▶ [Questions on the material]
- 1) List every person named in the account of the writer's two mothers.
- 2) In the account of the writer's two mothers, rewrite the stretch from "It was a Monday" through "from the inside." and change "Glasgow" to "Edinburgh".
Excerpt provided section start
It was a Monday in 1993, just before my birthday, that I got the call that my mother, Glenda, was in the hospital. I was in Glasgow, she in Santa Cruz. Her ex-husband Bill had waited a week to tell me (or anyone) that she’d gone in. As it was the height of Summer, the flights were all booked and by the time I got home to California they had “pulled the plug” on her life. I never got to say “goodbye”. At the time she died, she had Cancer -- and not just one type but three types eating her away from the inside.

I have been lucky to effectively have two mums though. That one who actually gave birth to me, and one I like to call my adoptive or "surrogate mum". I met Heather in the summer of 1987. Well I’d met her husband Gerry and son David at Wembley Stadium (the weekend before) whilst we all stood and watched U2. I was alone. They had binoculars, which I coveted, so in my infinite wisdom, I struck up a conversation with them. Twenty years on and they are the closest thing to a family I’ve ever had. Heather has always been more of a mother than my own mother was.
Excerpt provided section end
Source data section start
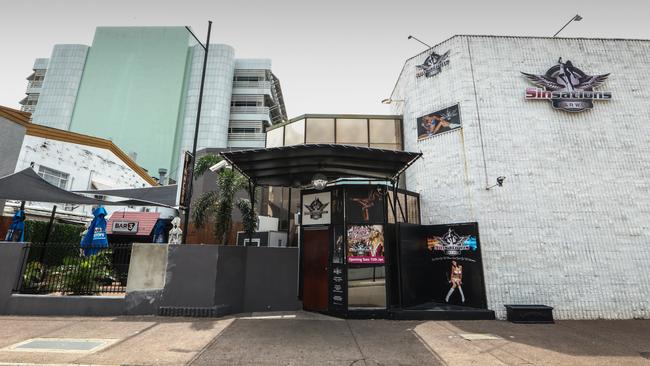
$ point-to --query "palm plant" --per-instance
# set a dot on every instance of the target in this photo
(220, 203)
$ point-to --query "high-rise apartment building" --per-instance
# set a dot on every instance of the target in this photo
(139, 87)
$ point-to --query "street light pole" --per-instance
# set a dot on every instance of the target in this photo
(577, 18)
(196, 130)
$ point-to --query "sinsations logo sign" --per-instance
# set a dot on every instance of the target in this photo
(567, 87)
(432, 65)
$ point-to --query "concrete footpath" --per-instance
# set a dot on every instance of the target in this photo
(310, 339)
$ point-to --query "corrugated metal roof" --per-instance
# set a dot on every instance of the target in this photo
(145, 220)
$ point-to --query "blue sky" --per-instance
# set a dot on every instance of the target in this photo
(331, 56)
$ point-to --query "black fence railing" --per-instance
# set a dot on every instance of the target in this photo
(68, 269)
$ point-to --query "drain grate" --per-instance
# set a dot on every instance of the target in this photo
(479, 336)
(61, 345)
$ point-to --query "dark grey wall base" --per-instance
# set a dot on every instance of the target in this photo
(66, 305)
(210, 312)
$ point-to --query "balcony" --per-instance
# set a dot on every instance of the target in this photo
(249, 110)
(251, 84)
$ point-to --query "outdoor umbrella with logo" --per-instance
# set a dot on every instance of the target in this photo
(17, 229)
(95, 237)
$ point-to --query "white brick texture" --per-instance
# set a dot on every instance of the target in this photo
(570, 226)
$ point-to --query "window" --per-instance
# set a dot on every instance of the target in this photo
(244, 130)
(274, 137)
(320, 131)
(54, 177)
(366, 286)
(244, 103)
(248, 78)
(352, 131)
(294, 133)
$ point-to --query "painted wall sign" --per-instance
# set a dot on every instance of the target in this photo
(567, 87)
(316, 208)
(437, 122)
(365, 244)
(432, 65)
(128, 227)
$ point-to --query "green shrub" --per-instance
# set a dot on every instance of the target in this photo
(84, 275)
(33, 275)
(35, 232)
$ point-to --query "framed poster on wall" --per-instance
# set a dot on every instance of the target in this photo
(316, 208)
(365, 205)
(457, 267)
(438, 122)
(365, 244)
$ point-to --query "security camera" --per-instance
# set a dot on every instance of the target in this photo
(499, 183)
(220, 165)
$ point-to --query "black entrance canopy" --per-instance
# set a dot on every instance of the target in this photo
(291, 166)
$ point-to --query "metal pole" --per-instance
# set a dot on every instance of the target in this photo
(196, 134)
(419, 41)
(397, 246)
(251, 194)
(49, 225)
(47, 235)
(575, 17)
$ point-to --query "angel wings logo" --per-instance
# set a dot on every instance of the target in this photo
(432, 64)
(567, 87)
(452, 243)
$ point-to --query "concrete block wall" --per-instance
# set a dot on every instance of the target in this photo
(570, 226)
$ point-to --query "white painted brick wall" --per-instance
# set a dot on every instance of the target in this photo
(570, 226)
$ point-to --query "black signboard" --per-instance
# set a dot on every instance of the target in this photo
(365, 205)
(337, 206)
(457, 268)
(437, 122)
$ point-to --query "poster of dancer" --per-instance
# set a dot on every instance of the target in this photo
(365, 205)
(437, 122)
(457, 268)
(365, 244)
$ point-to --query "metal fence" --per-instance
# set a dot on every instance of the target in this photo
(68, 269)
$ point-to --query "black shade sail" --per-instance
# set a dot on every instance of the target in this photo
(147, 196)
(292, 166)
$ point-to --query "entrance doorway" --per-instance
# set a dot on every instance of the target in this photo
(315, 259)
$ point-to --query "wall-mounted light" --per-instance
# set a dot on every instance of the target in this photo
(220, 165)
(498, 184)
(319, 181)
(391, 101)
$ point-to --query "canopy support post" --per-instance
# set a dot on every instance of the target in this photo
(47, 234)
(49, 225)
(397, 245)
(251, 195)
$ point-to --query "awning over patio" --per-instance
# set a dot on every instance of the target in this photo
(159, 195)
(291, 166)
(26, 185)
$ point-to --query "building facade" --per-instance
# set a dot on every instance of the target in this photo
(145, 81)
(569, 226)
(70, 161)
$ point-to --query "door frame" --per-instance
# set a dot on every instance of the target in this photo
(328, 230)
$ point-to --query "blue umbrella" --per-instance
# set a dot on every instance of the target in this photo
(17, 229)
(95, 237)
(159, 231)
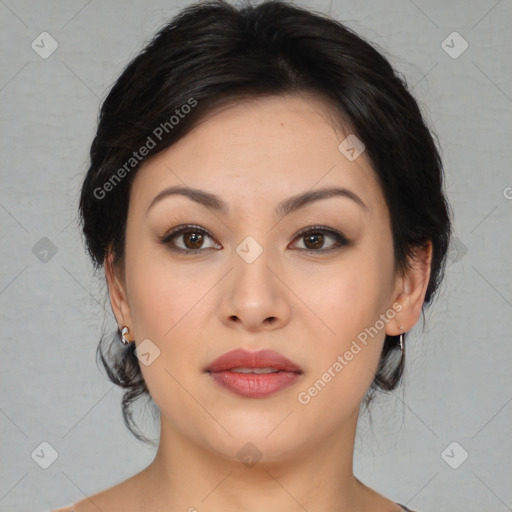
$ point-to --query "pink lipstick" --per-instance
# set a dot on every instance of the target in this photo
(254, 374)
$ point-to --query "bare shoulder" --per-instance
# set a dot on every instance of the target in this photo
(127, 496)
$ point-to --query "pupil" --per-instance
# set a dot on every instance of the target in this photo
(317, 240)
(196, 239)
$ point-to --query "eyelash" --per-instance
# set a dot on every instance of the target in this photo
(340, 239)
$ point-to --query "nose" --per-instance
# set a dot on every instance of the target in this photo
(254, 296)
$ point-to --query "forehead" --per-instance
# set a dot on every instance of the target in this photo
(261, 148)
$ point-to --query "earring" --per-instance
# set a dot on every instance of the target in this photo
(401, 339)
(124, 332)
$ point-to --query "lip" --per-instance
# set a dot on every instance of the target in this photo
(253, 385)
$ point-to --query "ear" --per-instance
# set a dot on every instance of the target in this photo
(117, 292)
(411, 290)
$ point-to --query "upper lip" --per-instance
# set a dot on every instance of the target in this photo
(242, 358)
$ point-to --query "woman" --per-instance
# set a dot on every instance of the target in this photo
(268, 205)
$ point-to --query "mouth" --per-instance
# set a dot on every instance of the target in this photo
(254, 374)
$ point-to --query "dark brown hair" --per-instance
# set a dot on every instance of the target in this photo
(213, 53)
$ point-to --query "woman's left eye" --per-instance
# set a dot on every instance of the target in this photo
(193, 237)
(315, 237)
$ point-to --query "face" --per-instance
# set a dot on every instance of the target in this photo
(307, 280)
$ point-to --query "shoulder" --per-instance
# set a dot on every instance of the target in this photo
Source data section end
▶ [Task-by-task outputs]
- 1) Glenda, Bill, Heather, Gerry, David

- 2)
It was a Monday in 1993, just before my birthday, that I got the call that my mother, Glenda, was in the hospital. I was in Edinburgh, she in Santa Cruz. Her ex-husband Bill had waited a week to tell me (or anyone) that she’d gone in. As it was the height of Summer, the flights were all booked and by the time I got home to California they had “pulled the plug” on her life. I never got to say “goodbye”. At the time she died, she had Cancer -- and not just one type but three types eating her away from the inside.